[Start of EXCERPT TO READ]

RabbitFarm

2022-05-15

The Weekly Challenge 164 (Prolog Solutions)

The examples used here are from the weekly challenge problem statement and demonstrate the working solution.

Part 1

Write a script to find all prime numbers less than 1000, which are also palindromes in base 10.

Solution


:-initialization(main).

palindrome(X):-
    fd_labeling(X),
    number_codes(X, C),
    reverse(C, CR),
    number_codes(X, CR).

palindrome_primes(N, PalindromePrimes, NumberPrimes):-
    fd_labeling(NumberPrimes),
    length(Primes, NumberPrimes),
    fd_domain(Primes, 1, N),
    fd_all_different(Primes),
    maplist(palindrome, Primes),
    maplist(fd_prime, Primes),
    fd_labeling(Primes),
    PalindromePrimes = Primes.

palindrome_primes(N, Primes):- 
    NP is N // 2,
    fd_domain(NumberPrimes, 1, NP),
    fd_maximize(palindrome_primes(N, Primes, NumberPrimes), NumberPrimes).

[End of EXCERPT TO READ]
[Start of DATA EXCERPTS]

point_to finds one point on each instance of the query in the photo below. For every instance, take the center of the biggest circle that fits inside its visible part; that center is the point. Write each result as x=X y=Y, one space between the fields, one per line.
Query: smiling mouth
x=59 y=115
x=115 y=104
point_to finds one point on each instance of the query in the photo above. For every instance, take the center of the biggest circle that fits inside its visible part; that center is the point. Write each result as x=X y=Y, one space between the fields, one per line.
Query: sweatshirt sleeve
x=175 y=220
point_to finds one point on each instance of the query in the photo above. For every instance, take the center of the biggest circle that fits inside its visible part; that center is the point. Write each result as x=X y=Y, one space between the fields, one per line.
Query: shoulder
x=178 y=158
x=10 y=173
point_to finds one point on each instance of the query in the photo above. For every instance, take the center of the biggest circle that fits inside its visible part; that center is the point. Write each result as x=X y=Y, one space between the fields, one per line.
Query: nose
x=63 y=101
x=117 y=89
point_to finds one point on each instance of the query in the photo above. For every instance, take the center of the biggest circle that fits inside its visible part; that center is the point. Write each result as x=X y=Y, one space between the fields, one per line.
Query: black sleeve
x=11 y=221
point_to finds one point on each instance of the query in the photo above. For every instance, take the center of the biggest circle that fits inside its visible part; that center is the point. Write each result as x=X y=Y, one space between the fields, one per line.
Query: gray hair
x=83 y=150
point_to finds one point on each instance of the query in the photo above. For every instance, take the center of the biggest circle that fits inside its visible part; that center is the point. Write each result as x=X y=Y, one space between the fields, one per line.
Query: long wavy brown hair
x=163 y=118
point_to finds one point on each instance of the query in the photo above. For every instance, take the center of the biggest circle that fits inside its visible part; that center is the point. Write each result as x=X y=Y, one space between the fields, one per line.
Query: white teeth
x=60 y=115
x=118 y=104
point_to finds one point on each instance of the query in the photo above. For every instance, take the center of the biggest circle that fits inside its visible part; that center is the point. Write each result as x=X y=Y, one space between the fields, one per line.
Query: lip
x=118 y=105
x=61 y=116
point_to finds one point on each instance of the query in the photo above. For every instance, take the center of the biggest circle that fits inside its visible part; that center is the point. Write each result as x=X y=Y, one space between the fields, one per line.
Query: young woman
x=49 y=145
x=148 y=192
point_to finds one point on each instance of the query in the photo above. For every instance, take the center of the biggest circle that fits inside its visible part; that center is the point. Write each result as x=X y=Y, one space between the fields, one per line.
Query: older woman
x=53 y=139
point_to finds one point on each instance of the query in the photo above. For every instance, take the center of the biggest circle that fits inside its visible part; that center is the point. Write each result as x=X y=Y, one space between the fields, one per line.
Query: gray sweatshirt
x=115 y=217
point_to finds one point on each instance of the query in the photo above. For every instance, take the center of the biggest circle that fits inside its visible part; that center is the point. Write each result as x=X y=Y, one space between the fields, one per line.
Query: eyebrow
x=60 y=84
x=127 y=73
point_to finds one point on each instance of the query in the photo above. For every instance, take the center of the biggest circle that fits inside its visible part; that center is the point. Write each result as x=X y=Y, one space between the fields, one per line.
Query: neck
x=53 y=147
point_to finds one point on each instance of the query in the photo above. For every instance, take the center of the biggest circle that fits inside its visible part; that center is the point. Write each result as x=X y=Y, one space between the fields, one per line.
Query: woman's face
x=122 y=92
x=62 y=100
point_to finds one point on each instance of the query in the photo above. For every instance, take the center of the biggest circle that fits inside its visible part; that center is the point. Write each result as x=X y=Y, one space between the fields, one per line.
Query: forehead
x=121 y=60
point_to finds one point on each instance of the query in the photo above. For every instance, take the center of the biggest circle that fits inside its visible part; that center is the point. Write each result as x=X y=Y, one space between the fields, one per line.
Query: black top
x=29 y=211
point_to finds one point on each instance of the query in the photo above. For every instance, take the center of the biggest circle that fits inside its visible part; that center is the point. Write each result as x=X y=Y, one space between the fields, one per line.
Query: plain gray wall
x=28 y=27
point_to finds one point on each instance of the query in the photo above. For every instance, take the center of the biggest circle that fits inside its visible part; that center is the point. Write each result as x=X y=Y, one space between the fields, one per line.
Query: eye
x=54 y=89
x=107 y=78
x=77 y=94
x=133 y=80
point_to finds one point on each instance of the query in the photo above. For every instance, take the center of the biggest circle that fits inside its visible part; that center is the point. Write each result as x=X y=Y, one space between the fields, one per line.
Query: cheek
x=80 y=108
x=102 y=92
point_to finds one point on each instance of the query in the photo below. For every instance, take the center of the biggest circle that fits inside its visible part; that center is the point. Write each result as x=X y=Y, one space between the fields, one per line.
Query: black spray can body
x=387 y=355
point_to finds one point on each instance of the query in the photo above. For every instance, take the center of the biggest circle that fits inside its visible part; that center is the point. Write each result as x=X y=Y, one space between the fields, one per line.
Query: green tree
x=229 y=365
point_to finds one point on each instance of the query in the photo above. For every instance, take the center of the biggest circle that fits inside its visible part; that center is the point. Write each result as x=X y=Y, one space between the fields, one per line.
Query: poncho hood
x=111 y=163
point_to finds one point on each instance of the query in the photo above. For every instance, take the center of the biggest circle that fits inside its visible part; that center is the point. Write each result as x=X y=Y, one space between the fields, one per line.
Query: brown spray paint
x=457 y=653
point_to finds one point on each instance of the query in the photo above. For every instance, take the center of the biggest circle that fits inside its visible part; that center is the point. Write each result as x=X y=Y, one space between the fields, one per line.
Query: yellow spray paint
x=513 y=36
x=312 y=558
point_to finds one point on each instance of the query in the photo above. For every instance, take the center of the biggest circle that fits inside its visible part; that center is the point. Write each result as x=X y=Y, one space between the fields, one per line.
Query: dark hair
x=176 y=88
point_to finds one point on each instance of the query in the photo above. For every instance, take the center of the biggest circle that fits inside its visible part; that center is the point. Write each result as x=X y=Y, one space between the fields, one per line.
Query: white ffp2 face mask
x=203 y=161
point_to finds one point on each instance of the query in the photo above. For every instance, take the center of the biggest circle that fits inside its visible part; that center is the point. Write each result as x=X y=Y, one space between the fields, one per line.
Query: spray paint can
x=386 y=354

[End of DATA EXCERPTS]

PROMPT |
Write the next part of the Weekly Challenge 164 Prolog post, picking up right after its last line of code.

RESULT FOR THIS TASK |
palindrome_prime(N, Prime):-
    between(1, N, Prime),
    palindrome(Prime),
    fd_prime(Prime).

pp(_, _) --> [].
pp(N, Seen) --> [X], {palindrome_prime(N, X), \+ member(X, Seen)}, pp(N, [X|Seen]).

main:-
    findall(Prime, palindrome_prime(1000, Prime), PalindromePrimes),
    write(PalindromePrimes), nl.

Sample Run


$ gprolog --consult-file prolog/ch-1.p 
[2,3,5,7,11,101,131,151,181,191,313,353,373,383,727,757,787,797,919,929]
| ?- phrase(pp(1000, []), PalindromePrimes).

PalindromePrimes = [] ? ;

PalindromePrimes = [2] ? ;

PalindromePrimes = [2,3] ? ;

PalindromePrimes = [2,3,5] ? ;

PalindromePrimes = [2,3,5,7] ? ;

PalindromePrimes = [2,3,5,7,11] ? ;

PalindromePrimes = [2,3,5,7,11,101] ? ;

PalindromePrimes = [2,3,5,7,11,101,131] ? ;

PalindromePrimes = [2,3,5,7,11,101,131,151] ? ;

PalindromePrimes = [2,3,5,7,11,101,131,151,181] ? ;

PalindromePrimes = [2,3,5,7,11,101,131,151,181,191] ? ;

PalindromePrimes = [2,3,5,7,11,101,131,151,181,191,313] ? 
.
.
.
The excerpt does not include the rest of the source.